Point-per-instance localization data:

+--

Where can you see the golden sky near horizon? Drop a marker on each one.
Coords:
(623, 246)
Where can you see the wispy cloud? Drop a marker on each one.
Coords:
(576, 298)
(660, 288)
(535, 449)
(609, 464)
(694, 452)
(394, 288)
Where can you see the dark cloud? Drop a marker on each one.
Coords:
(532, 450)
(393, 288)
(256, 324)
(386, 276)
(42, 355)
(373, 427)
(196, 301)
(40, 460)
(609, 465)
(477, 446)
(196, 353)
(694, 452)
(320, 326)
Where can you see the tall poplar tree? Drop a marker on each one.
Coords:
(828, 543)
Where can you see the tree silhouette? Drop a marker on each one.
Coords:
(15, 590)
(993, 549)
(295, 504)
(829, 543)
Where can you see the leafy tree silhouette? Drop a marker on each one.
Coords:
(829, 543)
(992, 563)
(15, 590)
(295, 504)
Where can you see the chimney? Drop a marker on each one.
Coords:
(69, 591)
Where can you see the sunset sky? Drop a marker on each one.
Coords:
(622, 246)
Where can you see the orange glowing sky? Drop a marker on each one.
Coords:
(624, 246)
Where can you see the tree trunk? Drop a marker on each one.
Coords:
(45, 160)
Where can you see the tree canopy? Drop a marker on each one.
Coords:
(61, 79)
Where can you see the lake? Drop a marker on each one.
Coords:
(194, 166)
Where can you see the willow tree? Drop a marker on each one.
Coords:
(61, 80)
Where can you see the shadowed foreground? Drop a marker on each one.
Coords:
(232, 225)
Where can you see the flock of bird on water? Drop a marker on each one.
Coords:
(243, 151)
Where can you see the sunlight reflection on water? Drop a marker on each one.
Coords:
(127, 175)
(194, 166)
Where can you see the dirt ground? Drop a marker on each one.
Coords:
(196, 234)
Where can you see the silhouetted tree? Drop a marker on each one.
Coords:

+--

### Directions for this task
Go through the data and copy each line exactly as it reads.

### Final answer
Where can you see the golden sky near horizon? Drop a marker on each one.
Coords:
(623, 246)
Where can you see the wispy cloud? Drop a marker on each one.
Coords:
(576, 298)
(660, 288)
(535, 449)
(609, 464)
(694, 452)
(394, 288)
Where can you see the dark cloud? Drop a marker on each one.
Coords:
(532, 450)
(393, 288)
(256, 324)
(386, 276)
(42, 355)
(373, 427)
(196, 301)
(40, 460)
(609, 465)
(477, 446)
(196, 353)
(694, 452)
(320, 326)
Where can you see the tall poplar tree? Drop a marker on each one.
Coords:
(828, 543)
Where can you see the tree silhouette? Drop a marker on each one.
Coords:
(15, 590)
(993, 549)
(295, 504)
(829, 543)
Where can you see the leafy tree silhouette? Drop a marker on each one.
Coords:
(829, 543)
(992, 563)
(15, 590)
(295, 504)
Where can you see the chimney? Drop a marker on each one.
Coords:
(69, 591)
Where can you see the sunset sky? Drop a marker on each one.
Coords:
(622, 246)
Where can you see the orange glowing sky? Drop a marker on each one.
Coords:
(624, 246)
Where can you see the tree trunk? Drop a marker on each one.
Coords:
(45, 160)
Where can you see the tree canopy? Drop a marker on each one.
Coords:
(61, 79)
Where can you see the lake? Drop a marker on each one.
Coords:
(194, 166)
Where can you see the willow tree? Drop a marker on each one.
Coords:
(61, 80)
Where can you see the shadowed foreground? Drop a marker on each one.
Coords:
(232, 225)
Where can you see the flock of bird on water? Drop a marker on each one.
Coords:
(243, 151)
Where can you see the sunlight reflection on water? Drop a marker on each one.
Coords:
(127, 175)
(194, 166)
Where can you see the dirt ground? Drop a marker on each one.
Coords:
(196, 234)
Where can you see the silhouetted tree? Drop a marker on each one.
Coords:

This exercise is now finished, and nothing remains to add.